• JOB ITEM
Reproduce the material word for word, from its beginning up to and including the line that contains "180L405 178L394 176L390". Leave the pictures out of your answer.

[Stored items]

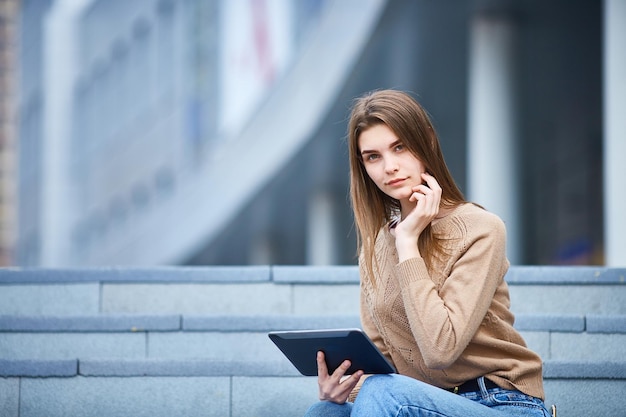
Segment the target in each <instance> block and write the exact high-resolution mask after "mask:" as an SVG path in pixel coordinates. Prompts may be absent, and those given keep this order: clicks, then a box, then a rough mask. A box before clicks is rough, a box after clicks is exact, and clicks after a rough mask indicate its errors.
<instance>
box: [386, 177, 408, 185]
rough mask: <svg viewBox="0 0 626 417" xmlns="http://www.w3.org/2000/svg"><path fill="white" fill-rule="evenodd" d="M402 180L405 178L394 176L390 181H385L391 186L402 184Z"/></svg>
mask: <svg viewBox="0 0 626 417" xmlns="http://www.w3.org/2000/svg"><path fill="white" fill-rule="evenodd" d="M404 181H406V178H394V179H392V180H390V181H387V185H388V186H390V187H392V186H394V185H399V184H402V183H403V182H404Z"/></svg>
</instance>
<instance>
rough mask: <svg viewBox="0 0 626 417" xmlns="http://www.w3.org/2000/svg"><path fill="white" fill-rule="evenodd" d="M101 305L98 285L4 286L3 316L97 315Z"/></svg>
mask: <svg viewBox="0 0 626 417" xmlns="http://www.w3.org/2000/svg"><path fill="white" fill-rule="evenodd" d="M99 301H100V286H99V285H98V284H97V283H90V284H45V285H21V284H16V285H0V315H83V314H85V315H88V314H96V313H98V306H99Z"/></svg>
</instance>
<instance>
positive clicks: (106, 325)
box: [0, 315, 181, 332]
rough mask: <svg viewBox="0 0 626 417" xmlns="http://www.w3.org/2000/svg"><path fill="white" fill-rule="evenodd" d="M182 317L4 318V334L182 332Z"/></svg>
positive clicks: (3, 327)
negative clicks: (56, 332) (133, 332)
mask: <svg viewBox="0 0 626 417" xmlns="http://www.w3.org/2000/svg"><path fill="white" fill-rule="evenodd" d="M180 328H181V317H180V316H179V315H152V316H141V315H92V316H65V317H64V316H53V317H50V316H45V317H41V316H28V317H24V316H0V331H5V332H6V331H10V332H124V331H127V332H143V331H149V330H150V331H174V330H180Z"/></svg>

• YOUR SOLUTION
Segment the target in each <instance> block and write the exact high-resolution mask after "mask:" as an SVG path in pixel coordinates. Prompts may be absent, and those given keep this order: clicks, then a box, then a rough mask. A box before clicks is rough, a box after clicks is exact, and clicks after a rough mask indicate its errors.
<instance>
box: [386, 177, 408, 185]
rough mask: <svg viewBox="0 0 626 417" xmlns="http://www.w3.org/2000/svg"><path fill="white" fill-rule="evenodd" d="M402 180L405 178L394 176L390 181H385L391 186L402 184Z"/></svg>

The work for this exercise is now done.